**TEXTE À LIRE**
Au XVIe siècle, le royaume de France s’est constitué et agrandi siècles après siècles autour des Francs. Ces Celtes avaient eu l’autorisation des Romains, de s’installer sur des terrains situés dans l’île de France, au moment de la colonisation romaine. Ils s’étaient assimilés à la civilisation romaine tout autant que les autres Gaulois, parlaient tout autant qu’eux le latin, vivaient et s’habillaient eux aussi comme les Romains. Après cinq siècles de colonisation, la chute de la civilisation laissa tous ces peuples colonisés largement romanisés, ainsi ils continuèrent à vivre encore longtemps sur cet essor apporté par Rome, y compris son administration.
Le latin, parlé par tous, prit des chemins de traverse selon les régions ce qui donna différents dialectes locaux, favorisés plus tard au Moyen Age par l’organisation féodale, chacun de ces fiefs faisant vivre ses habitants autour d’un Seigneur. La langue des gens cultivés et instruits resta le latin, utilisé pour tous les textes que ce soit pour l’administration, pour les études, la justice ou l’église etc. Tout était uniquement en latin, langue que ne comprenait pas vraiment le reste de la population.
Le pays offrit deux langages assez distincts, au-dessus d’une ligne située au niveau de la Loire, toute cette partie Nord parlait la langue d’Oïl, la langue des Francs, qui deviendra peu à peu le français tandis qu’au Sud de la Loire, ce qui constituait l’Occitanie, utilisait la langue d’Oc. Oc et Oïl signifiait « oui » dans ces deux langues régionales, issues également du latin mais dont les accents différaient. De nombreux parlers et des accents régionaux s’étaient ainsi formés autour de ces deux grands pôles linguistiques.
Peu à peu des mouvements commençaient partout à promouvoir une langue vernaculaire commençant à faire reculer le latin comme avec cette grammaire castillane, édictée par Antonio de Nebrija en 1492.
Même si la langue d’Oïl était un dialecte comme les autres, elle finit néanmoins par l’emporter sur les autres dialectes. Située au niveau de la cour du Roi elle en avait tout le prestige, mais géographiquement elle prospérait sur une situation économique et culturelle importante, contribuant à rehausser son influence et son attrait. Au cours des siècles elle avait intégré de nombreux mots empruntés aux autres parlers locaux, lors des nombreux échanges commerciaux et des grandes foires, où les gens se déplaçaient depuis toutes les autres régions, mais principalement de celui de la langue d’Oc. Elle commença à s’imposer partout comme la langue des échanges et de la culture.

**DONNÉES FOURNIES**
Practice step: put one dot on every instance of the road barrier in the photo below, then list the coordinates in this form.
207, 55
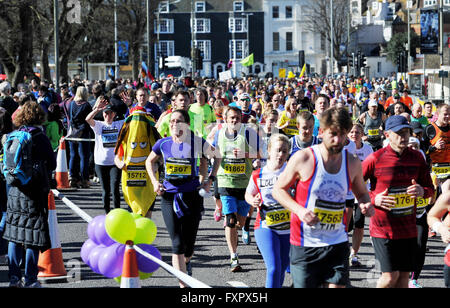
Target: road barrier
186, 279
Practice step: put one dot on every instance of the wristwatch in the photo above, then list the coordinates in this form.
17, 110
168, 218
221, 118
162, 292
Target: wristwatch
212, 178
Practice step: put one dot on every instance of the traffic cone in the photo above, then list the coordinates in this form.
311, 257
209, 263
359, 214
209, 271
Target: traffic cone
51, 264
62, 172
130, 273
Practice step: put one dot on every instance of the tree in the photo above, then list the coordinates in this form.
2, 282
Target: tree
398, 43
16, 41
317, 20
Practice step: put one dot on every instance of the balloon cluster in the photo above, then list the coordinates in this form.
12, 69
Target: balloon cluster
104, 250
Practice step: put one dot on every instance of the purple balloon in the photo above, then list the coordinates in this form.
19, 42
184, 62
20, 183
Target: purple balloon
101, 235
86, 250
92, 226
146, 265
94, 256
110, 262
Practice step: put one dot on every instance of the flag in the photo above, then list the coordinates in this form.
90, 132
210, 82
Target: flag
248, 61
111, 73
144, 69
230, 64
302, 73
145, 72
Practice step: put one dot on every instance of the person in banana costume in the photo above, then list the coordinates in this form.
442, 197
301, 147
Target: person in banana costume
134, 145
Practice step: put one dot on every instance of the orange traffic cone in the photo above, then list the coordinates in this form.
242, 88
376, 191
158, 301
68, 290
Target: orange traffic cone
130, 274
62, 171
51, 264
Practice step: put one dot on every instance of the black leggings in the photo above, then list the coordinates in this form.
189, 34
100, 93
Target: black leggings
182, 231
422, 239
109, 177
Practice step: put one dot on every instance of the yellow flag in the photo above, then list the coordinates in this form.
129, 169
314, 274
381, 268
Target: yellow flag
303, 71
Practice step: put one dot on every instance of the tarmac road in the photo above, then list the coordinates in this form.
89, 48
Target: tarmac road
211, 258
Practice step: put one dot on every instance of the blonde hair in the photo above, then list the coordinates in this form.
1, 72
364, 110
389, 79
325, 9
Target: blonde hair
277, 137
81, 94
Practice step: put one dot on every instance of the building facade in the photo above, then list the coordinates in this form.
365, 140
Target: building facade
222, 30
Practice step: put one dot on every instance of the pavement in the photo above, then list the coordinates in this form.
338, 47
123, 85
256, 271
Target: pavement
211, 258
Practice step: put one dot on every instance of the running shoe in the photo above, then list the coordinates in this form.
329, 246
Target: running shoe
218, 214
235, 267
189, 268
413, 284
354, 262
246, 237
15, 282
34, 285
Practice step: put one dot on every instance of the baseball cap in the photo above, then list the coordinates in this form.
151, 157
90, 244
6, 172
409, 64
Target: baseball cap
416, 127
396, 122
373, 103
244, 96
109, 107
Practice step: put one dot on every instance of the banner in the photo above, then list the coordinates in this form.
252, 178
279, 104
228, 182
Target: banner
248, 61
224, 76
429, 31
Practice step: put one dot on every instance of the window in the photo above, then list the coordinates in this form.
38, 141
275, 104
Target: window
288, 11
238, 49
200, 6
165, 26
167, 48
289, 41
276, 41
238, 6
205, 49
202, 25
275, 12
163, 7
429, 3
237, 24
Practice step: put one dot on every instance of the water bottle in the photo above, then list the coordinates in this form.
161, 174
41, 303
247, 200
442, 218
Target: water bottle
205, 194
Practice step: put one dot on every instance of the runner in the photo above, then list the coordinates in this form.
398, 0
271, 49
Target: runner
106, 134
373, 121
272, 221
324, 174
237, 146
435, 216
362, 151
288, 118
181, 204
305, 138
438, 134
398, 176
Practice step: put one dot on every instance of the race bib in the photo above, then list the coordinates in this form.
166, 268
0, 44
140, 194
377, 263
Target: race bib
373, 132
441, 170
329, 213
291, 130
136, 176
276, 216
421, 205
404, 203
178, 167
234, 166
109, 137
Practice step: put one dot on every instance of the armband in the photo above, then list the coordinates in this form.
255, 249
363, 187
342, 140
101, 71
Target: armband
436, 226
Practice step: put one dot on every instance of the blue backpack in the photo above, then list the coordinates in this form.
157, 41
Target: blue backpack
17, 157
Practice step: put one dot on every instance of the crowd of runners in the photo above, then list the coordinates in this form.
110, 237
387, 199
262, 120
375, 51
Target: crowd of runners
306, 159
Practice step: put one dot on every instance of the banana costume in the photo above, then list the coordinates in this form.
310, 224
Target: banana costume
134, 145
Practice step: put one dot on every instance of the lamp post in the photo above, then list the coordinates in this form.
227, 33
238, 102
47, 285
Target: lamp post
56, 38
331, 39
116, 55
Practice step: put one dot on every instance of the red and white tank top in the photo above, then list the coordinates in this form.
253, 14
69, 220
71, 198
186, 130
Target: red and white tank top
324, 194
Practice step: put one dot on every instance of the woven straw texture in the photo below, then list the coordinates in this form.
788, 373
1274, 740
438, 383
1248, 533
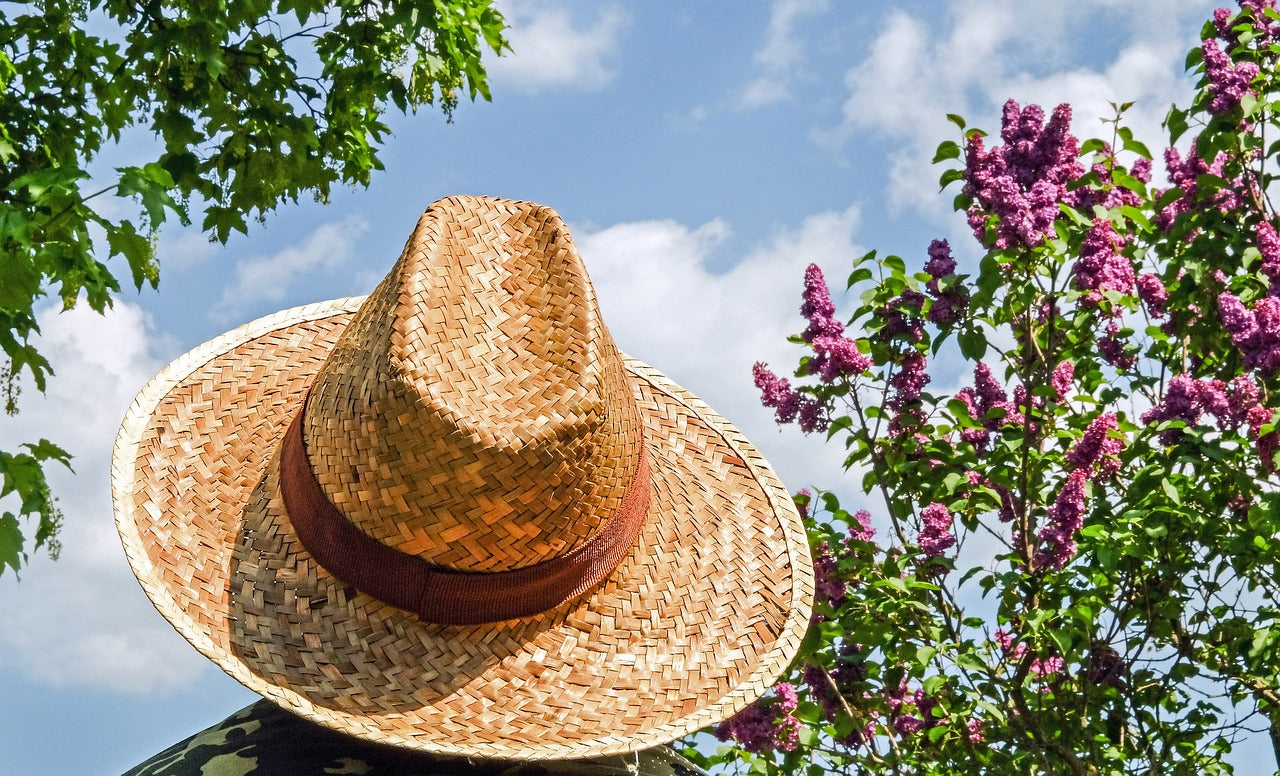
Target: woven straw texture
694, 624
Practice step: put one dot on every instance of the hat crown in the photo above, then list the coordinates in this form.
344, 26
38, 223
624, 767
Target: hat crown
476, 412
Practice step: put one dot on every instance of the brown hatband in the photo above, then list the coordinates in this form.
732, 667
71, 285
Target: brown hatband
447, 596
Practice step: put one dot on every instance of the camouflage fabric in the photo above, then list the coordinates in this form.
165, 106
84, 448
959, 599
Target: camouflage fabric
265, 740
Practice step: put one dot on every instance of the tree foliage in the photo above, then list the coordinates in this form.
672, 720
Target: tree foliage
1083, 556
251, 103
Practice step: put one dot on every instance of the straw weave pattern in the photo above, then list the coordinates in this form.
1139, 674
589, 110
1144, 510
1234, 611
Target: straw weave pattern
693, 625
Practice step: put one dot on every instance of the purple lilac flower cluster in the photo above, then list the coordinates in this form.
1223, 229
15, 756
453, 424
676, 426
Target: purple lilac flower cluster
1041, 667
860, 529
1061, 380
950, 302
1228, 81
767, 725
789, 405
1102, 265
848, 676
1097, 451
1264, 27
1065, 517
1022, 182
837, 356
926, 710
1232, 405
1183, 174
979, 401
1255, 332
936, 534
908, 383
1269, 247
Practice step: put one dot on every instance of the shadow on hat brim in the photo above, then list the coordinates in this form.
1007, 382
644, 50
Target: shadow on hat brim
696, 622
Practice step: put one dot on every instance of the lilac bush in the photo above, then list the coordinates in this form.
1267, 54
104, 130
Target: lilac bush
1080, 566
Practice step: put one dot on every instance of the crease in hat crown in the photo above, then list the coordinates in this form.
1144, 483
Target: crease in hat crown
476, 412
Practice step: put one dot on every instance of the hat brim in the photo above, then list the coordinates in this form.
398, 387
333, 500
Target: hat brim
696, 622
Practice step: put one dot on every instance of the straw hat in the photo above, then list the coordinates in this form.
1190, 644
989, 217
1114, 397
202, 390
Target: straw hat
452, 515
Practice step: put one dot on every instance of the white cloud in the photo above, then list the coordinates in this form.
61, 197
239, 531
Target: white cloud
781, 54
179, 249
705, 331
986, 53
270, 278
551, 49
83, 620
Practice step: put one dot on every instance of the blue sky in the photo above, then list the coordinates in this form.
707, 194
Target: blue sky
703, 154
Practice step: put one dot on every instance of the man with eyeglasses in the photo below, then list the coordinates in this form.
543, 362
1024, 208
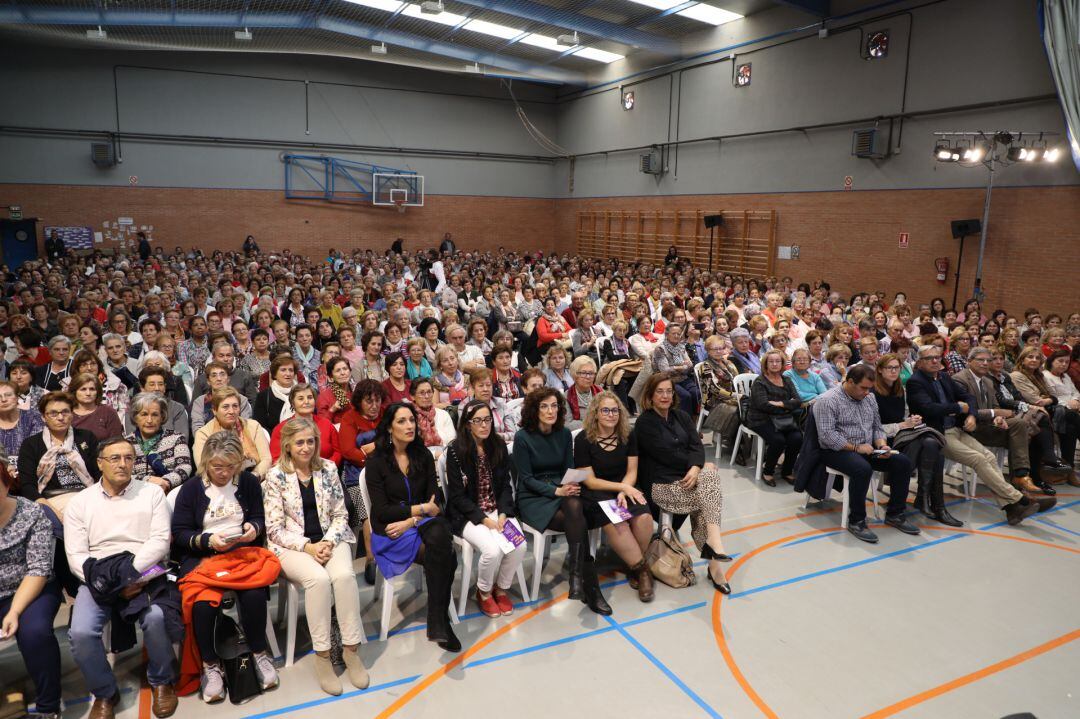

**EXERCICES À FAIRE**
1/ Recopiez à l'identique, dans le texte sur l'histoire de la langue française, le passage qui commence par « Le pays offrit » et se termine par « grands pôles linguistiques. ».
2/ Poursuivez le texte sur l'histoire de la langue française à partir de sa dernière phrase.

**CORRIGÉ DE L'EXERCICE**
1/
Le pays offrit deux langages assez distincts, au-dessus d’une ligne située au niveau de la Loire, toute cette partie Nord parlait la langue d’Oïl, la langue des Francs, qui deviendra peu à peu le français tandis qu’au Sud de la Loire, ce qui constituait l’Occitanie, utilisait la langue d’Oc. Oc et Oïl signifiait « oui » dans ces deux langues régionales, issues également du latin mais dont les accents différaient. De nombreux parlers et des accents régionaux s’étaient ainsi formés autour de ces deux grands pôles linguistiques.

2/
Cela devint si probant que le Parlement de Toulouse en 1448 avait décidé de ne plus utiliser que « la langue du Roy » dans tous ses travaux et écrits alors pourtant qu’en Occitanie la langue d’Oc y était encore non seulement prépondérante, mais avait été dans les siècles précédents, une langue admirée parfois jusque dans des cours les plus reculées d’Europe, avec ses poèmes de l’Amour Courtois, Quelques poètes s’étaient réunis à Toulouse où ils avaient créé la première Académie de lettres et de poésie, celle du Gay savoir en 1323.
Les poèmes en langue d’Oc des troubadours et cet Amour Courtois qui les faisaient rêver, avaient énormément influencé les habitants au-dessus de la Loire. Alors les poètes de langue d’Oïl, ayant admiré ces troubadours, leurs textes et leurs poèmes délicats du Sud, s’en inspirèrent, ils s’appelèrent trouvères, créant à leur tour des poèmes lyriques et leurs plus belles légendes y compris bretonnes.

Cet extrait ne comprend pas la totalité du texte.